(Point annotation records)
..............................
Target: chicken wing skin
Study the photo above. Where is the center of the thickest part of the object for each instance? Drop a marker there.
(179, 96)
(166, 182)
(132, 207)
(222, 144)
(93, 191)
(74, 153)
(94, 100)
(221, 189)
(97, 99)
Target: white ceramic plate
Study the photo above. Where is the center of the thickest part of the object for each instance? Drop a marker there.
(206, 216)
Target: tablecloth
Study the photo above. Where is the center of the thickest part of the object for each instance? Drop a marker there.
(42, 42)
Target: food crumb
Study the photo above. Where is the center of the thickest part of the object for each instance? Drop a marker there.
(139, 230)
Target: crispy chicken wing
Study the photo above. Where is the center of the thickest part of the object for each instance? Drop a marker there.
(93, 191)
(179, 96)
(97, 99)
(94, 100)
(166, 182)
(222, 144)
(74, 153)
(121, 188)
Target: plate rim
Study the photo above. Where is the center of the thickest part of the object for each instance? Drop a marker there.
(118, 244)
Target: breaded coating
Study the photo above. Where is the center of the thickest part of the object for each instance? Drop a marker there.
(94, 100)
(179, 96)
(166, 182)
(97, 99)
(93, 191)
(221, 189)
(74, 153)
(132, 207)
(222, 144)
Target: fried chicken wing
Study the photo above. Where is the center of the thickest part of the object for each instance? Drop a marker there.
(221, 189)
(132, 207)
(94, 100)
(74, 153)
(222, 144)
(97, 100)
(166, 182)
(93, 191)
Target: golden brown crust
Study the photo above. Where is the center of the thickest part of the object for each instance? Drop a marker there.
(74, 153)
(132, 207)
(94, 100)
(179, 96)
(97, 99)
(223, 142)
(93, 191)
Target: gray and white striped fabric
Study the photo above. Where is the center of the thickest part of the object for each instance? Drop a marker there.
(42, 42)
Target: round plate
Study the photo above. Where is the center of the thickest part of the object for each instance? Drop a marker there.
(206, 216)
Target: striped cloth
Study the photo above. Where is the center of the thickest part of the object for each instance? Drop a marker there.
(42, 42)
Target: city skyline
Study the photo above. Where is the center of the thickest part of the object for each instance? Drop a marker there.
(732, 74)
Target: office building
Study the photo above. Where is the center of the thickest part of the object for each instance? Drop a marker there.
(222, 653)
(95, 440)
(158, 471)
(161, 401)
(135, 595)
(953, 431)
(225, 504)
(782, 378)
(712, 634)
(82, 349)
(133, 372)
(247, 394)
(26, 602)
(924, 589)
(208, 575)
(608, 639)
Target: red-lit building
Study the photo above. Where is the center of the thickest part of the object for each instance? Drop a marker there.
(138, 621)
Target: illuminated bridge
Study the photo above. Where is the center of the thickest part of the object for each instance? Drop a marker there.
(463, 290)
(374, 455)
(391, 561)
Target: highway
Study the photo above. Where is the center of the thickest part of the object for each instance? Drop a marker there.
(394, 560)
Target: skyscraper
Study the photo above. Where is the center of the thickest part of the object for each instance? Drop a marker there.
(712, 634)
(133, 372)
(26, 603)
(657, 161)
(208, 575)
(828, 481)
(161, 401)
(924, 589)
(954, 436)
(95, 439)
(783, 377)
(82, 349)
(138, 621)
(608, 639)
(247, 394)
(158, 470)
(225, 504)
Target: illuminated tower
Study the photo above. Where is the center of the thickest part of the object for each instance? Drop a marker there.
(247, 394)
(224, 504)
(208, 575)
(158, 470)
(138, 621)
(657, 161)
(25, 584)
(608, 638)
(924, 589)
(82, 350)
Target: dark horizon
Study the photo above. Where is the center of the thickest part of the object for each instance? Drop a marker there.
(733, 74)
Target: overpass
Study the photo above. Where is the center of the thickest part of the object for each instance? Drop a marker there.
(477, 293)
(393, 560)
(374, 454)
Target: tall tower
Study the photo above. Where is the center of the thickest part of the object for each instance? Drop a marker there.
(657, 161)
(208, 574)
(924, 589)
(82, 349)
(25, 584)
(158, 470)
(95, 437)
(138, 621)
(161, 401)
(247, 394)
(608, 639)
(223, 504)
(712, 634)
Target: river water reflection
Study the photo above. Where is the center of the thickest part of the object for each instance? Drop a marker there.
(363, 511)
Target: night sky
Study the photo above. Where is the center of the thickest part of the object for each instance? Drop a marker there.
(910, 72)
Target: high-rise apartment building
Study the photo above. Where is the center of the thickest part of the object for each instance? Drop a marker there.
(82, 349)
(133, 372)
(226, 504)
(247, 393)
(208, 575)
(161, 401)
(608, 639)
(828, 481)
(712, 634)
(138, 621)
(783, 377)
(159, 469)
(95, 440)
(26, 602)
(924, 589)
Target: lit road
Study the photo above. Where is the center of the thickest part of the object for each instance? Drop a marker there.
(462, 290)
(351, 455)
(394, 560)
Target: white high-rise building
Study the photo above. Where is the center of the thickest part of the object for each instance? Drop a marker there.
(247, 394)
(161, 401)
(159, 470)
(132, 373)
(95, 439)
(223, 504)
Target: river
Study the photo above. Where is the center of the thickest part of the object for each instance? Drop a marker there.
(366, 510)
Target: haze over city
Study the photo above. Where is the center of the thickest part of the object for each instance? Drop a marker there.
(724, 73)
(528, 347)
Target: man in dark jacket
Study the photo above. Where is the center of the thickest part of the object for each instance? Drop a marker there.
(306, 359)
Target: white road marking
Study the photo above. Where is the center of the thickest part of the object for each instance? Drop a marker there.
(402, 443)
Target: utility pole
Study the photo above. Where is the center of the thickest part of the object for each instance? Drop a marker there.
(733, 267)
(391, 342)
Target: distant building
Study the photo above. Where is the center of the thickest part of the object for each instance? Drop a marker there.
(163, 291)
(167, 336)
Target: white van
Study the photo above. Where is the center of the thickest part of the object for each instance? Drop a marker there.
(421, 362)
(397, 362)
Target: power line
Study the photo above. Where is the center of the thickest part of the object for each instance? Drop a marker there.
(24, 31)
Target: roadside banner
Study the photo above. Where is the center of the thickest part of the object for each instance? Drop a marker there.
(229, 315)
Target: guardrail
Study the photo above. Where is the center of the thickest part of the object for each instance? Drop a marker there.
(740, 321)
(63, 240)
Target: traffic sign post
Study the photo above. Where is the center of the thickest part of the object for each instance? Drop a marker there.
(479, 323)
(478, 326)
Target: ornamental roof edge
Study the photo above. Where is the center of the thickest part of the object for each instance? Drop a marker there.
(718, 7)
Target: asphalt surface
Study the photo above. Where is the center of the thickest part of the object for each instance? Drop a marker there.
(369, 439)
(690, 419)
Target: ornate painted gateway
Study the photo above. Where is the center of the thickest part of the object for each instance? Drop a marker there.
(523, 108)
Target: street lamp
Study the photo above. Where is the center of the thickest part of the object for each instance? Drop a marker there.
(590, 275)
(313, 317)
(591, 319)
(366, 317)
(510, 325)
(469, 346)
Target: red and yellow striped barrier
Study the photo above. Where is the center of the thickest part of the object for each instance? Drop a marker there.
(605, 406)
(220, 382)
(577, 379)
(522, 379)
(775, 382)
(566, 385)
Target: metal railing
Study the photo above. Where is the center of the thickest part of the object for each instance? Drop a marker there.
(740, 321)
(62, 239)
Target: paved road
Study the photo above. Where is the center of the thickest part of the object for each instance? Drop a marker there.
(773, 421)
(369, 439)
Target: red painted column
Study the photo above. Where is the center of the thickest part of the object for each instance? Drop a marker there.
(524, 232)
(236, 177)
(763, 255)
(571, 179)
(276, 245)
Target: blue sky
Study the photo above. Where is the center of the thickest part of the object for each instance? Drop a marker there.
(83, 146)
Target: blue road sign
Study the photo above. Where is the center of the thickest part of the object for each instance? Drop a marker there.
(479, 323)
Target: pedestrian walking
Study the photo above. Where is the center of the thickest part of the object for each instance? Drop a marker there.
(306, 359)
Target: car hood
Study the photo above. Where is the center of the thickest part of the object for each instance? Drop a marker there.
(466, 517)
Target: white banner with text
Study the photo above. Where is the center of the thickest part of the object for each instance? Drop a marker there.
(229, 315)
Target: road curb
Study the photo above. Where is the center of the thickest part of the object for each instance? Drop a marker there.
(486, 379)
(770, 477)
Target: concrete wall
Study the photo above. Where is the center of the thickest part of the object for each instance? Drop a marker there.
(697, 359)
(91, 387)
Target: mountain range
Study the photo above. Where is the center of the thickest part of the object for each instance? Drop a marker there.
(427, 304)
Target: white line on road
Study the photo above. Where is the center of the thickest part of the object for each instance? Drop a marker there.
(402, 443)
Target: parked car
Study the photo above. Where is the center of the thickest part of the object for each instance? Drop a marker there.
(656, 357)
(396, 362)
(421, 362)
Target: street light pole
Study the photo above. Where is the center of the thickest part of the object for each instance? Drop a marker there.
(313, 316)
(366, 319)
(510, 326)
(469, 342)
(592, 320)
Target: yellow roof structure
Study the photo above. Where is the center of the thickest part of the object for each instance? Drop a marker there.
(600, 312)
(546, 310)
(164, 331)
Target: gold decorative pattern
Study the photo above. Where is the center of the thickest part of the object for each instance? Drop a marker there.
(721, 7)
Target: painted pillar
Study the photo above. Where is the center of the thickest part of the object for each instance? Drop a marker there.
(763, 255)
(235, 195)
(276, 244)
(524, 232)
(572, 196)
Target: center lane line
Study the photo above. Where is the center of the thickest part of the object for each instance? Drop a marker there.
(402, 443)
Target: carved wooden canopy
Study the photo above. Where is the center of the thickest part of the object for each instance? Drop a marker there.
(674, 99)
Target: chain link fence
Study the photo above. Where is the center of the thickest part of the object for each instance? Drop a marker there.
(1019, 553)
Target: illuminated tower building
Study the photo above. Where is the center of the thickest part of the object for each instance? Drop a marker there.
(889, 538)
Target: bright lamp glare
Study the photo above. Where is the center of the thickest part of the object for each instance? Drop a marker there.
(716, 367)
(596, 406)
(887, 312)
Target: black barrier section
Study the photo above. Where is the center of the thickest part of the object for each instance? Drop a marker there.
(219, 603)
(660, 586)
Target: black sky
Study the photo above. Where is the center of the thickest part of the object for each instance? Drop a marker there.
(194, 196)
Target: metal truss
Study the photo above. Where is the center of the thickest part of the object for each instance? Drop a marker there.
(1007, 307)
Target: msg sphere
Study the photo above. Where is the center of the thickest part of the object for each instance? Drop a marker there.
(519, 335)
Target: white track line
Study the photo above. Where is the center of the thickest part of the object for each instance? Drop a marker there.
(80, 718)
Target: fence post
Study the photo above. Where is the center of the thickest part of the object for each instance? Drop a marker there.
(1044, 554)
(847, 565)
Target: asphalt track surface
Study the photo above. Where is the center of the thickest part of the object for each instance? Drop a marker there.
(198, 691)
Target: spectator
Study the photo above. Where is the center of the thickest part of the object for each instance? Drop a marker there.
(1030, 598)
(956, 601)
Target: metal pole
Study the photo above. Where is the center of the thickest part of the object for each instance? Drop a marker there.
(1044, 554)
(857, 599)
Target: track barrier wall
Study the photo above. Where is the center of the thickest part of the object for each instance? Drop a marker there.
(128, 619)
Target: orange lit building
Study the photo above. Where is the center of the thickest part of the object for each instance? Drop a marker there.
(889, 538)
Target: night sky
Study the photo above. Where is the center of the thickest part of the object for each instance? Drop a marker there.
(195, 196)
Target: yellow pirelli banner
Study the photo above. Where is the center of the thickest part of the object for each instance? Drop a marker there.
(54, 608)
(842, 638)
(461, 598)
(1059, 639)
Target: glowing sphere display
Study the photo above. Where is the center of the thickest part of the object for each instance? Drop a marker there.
..............................
**WORK INSTRUCTIONS**.
Extract exactly the lines between the line containing "Target: track barrier wall" and the end of the data, including both.

**EXERCISE SOLUTION**.
Target: track barrier wall
Study the photo above. Where is the center of the thickest part of the object for each instance? Drop a marker there.
(128, 619)
Target: orange lit building
Study the photo above. Where is the center of the thickest part of the object for each instance? Drop a marker there.
(889, 538)
Target: night sky
Study the photo above. Where is the center of the thickest part of the object for each instance? Drop a marker there.
(195, 196)
Target: yellow pirelli banner
Study the photo above. Where is the center of the thickest part of the object for each instance? Drop a marker there.
(54, 608)
(842, 638)
(461, 598)
(1059, 639)
Target: glowing sphere display
Study the photo above. Where is the center of the thickest part of the object for each instance? Drop a marker there.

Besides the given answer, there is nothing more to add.